→ **PROBLEM DESCRIPTION**:
What lines below hold the string "wave"? Copy them all.

[Records from a data source]
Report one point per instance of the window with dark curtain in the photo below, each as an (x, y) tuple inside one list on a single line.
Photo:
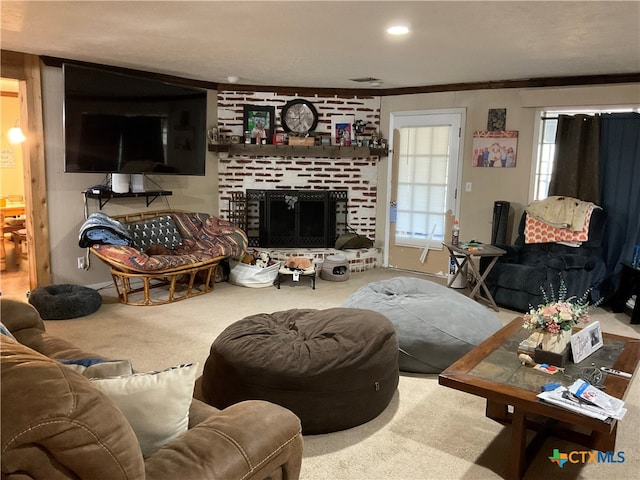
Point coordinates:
[(620, 190), (575, 170), (604, 149)]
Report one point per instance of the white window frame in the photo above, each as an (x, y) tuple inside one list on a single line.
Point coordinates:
[(555, 111)]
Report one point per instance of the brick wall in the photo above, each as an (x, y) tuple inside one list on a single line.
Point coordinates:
[(356, 175)]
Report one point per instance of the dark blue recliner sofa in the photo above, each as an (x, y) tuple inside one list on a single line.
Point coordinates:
[(516, 279)]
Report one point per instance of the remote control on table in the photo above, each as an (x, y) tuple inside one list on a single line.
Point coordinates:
[(615, 372)]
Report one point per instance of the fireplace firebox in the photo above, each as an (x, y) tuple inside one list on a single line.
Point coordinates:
[(294, 218)]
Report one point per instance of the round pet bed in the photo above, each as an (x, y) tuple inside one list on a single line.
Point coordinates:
[(334, 368), (435, 325), (61, 302)]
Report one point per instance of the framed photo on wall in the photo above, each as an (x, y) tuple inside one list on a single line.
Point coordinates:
[(259, 121), (342, 129), (494, 148)]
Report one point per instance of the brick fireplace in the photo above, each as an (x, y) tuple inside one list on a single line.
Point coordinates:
[(356, 176), (241, 173), (295, 218)]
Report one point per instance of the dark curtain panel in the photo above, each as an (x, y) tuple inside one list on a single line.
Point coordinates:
[(575, 171), (620, 190)]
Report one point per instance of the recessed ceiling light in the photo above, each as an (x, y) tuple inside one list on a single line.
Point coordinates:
[(398, 30)]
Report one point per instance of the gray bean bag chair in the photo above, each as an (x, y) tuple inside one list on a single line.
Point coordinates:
[(435, 325)]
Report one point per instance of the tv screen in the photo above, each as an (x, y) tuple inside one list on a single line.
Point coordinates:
[(119, 123)]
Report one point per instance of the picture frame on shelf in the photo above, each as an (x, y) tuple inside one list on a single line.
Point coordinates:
[(342, 130), (259, 121), (279, 138)]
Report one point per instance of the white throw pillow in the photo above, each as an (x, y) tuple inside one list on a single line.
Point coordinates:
[(98, 368), (156, 404)]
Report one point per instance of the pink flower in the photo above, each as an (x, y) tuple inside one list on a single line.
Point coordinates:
[(553, 327)]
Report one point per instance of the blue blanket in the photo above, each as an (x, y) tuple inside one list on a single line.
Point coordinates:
[(102, 229)]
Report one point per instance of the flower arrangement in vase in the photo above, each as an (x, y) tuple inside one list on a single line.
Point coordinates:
[(554, 320)]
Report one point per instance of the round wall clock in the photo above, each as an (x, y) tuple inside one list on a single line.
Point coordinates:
[(299, 116)]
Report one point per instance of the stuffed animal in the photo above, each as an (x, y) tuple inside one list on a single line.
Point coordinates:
[(298, 263), (248, 259), (263, 259)]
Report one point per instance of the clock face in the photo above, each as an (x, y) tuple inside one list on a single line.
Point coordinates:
[(299, 116)]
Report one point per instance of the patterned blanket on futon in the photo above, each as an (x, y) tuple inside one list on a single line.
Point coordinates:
[(204, 237)]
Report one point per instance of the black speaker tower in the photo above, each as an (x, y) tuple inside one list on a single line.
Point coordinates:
[(500, 220)]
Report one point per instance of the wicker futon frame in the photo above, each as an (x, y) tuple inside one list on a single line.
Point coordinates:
[(184, 282)]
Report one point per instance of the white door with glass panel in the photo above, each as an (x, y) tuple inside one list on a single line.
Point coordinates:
[(425, 165)]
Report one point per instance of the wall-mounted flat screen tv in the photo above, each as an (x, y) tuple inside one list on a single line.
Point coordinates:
[(121, 123)]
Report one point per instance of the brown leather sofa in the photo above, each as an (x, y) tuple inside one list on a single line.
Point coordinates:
[(57, 425)]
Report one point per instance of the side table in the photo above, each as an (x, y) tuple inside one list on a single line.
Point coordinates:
[(629, 285), (482, 250)]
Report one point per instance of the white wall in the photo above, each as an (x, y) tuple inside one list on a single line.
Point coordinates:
[(488, 184)]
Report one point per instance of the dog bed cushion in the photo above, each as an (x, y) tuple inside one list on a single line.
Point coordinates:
[(435, 325), (61, 302), (334, 368)]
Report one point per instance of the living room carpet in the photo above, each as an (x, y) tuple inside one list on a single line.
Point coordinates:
[(427, 432)]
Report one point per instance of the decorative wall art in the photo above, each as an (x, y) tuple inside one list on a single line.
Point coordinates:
[(259, 123), (497, 119), (342, 129), (494, 149)]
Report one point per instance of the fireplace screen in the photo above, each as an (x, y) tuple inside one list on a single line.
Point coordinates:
[(295, 218)]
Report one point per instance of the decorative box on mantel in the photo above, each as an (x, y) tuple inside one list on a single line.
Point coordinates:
[(305, 141)]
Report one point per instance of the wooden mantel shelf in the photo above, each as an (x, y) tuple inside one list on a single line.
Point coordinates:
[(298, 150)]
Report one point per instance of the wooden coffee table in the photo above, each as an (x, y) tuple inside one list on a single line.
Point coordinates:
[(492, 370)]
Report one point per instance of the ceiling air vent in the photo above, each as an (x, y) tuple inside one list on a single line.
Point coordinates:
[(365, 80)]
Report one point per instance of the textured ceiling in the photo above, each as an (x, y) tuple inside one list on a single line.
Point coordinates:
[(325, 44)]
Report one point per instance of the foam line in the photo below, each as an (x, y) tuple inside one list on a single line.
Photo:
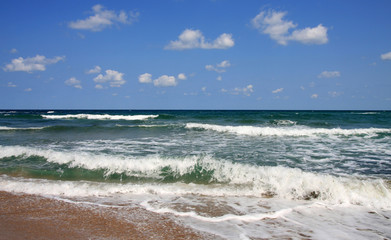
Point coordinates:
[(100, 117)]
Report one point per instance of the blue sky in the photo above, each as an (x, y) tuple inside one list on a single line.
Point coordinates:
[(205, 54)]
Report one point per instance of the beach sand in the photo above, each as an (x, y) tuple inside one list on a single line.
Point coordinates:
[(34, 217)]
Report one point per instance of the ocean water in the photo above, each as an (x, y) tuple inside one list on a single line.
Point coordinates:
[(235, 174)]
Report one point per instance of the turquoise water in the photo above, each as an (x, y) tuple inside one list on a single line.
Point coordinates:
[(256, 164)]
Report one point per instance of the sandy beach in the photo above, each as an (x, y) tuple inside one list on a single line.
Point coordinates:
[(34, 217)]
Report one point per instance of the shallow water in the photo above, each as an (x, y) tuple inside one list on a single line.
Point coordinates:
[(236, 174)]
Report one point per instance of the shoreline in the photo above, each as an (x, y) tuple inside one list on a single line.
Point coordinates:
[(25, 216)]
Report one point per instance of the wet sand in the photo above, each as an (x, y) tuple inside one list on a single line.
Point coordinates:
[(35, 217)]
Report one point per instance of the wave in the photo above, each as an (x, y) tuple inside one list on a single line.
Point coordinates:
[(285, 131), (205, 175), (3, 128), (100, 117)]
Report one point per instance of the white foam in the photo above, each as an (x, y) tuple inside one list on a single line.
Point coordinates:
[(233, 179), (3, 128), (100, 116), (285, 131)]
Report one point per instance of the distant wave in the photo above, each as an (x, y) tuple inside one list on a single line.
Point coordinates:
[(232, 179), (284, 131), (100, 117), (3, 128)]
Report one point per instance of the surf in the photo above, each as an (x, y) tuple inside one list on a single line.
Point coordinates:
[(100, 117)]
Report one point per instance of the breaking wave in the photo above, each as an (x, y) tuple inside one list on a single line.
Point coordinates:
[(201, 175), (100, 117), (285, 131)]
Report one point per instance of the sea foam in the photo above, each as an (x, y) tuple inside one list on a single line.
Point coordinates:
[(226, 178), (285, 131), (100, 117)]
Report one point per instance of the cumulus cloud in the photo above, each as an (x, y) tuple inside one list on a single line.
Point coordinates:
[(11, 84), (94, 70), (278, 90), (145, 78), (190, 39), (162, 81), (329, 74), (386, 56), (103, 18), (273, 24), (30, 64), (182, 76), (236, 91), (114, 78), (165, 81), (220, 67), (335, 93), (73, 82)]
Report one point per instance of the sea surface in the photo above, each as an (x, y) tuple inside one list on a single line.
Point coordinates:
[(235, 174)]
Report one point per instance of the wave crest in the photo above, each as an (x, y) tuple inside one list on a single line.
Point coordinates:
[(100, 117), (285, 131), (207, 176)]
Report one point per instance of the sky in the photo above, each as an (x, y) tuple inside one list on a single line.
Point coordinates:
[(195, 54)]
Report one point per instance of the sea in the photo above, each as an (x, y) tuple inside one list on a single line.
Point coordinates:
[(233, 174)]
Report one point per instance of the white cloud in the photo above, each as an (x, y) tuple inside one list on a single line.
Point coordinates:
[(182, 76), (162, 81), (73, 82), (278, 90), (224, 64), (103, 18), (94, 70), (190, 39), (316, 35), (236, 91), (115, 78), (335, 93), (165, 81), (37, 63), (386, 56), (329, 74), (11, 84), (273, 24), (145, 78), (220, 67)]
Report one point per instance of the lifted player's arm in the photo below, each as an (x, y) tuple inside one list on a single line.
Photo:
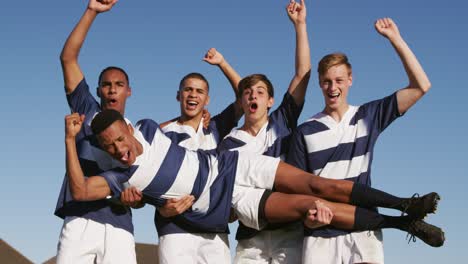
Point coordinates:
[(214, 57), (82, 189), (72, 73), (297, 88), (419, 83)]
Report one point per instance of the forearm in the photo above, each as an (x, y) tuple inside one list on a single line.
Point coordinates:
[(74, 42), (300, 81), (416, 75), (302, 64), (231, 74), (77, 181), (82, 189)]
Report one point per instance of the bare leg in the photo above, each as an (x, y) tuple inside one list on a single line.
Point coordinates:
[(281, 207), (289, 179)]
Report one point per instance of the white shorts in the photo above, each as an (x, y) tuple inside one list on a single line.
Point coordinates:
[(357, 247), (255, 174), (194, 248), (88, 242), (272, 246), (256, 171)]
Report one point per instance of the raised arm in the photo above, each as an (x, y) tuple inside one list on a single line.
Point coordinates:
[(297, 14), (214, 57), (419, 83), (72, 73), (82, 189)]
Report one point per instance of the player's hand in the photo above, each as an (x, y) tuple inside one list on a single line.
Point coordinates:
[(132, 197), (175, 206), (232, 216), (213, 57), (387, 28), (206, 118), (100, 6), (297, 12), (73, 124), (318, 217)]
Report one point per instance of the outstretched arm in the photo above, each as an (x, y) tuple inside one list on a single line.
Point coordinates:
[(214, 57), (72, 73), (298, 86), (82, 189), (419, 83)]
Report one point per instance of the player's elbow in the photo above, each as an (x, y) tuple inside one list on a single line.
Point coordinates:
[(303, 74), (79, 196), (67, 57), (426, 86)]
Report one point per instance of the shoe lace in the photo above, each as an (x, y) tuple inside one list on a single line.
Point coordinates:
[(409, 203), (410, 236)]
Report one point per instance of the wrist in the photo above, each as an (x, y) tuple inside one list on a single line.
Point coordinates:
[(91, 11), (300, 24), (70, 139)]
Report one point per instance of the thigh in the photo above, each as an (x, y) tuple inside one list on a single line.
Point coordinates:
[(119, 246), (79, 241), (319, 250), (366, 247), (256, 171), (246, 203)]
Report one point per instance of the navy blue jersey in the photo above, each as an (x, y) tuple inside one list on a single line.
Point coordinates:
[(272, 140), (202, 139), (93, 161), (165, 170), (342, 150)]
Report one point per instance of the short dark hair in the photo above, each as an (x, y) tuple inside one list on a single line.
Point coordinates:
[(194, 75), (253, 79), (104, 119), (333, 59), (113, 68)]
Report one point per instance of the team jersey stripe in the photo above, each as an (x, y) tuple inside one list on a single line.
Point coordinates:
[(328, 138), (341, 152), (142, 178), (184, 164), (345, 168)]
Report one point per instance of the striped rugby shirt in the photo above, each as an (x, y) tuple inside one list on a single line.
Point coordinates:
[(93, 161), (272, 140), (203, 139), (165, 170), (342, 150)]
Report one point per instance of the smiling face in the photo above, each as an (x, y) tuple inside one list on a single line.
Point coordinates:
[(113, 90), (335, 84), (119, 142), (255, 102), (193, 97)]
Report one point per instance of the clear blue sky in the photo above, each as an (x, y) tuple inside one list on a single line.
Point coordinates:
[(160, 41)]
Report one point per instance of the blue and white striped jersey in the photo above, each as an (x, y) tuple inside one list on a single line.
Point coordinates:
[(202, 139), (342, 150), (93, 161), (272, 140), (165, 170)]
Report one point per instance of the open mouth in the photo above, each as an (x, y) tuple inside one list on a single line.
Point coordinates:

→ **SOLUTION TO THIS TASK**:
Report one point per instance of the wave in the photo above, each as an (x, y) tuple inside one list on a single line.
Report one point per instance of the distant wave in the photo above, each as an (x, y) tuple inside one list on a single line.
Report one point per instance of the breaking wave in the photo above, each as an (x, y) tuple inside one list on a single line.
Report one point per instance of the wave crest in the photo above, each as an (x, y) tuple inside one list on a single line.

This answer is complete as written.